**Records of labeled boxes**
# # # #
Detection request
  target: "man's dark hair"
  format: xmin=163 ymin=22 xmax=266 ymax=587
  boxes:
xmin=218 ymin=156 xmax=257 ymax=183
# # # #
**Problem statement**
Please write out the material above line for line, with no changes.

**Output of the exercise**
Detection request
  target: "man's dark hair"
  format: xmin=163 ymin=22 xmax=266 ymax=587
  boxes:
xmin=218 ymin=156 xmax=257 ymax=183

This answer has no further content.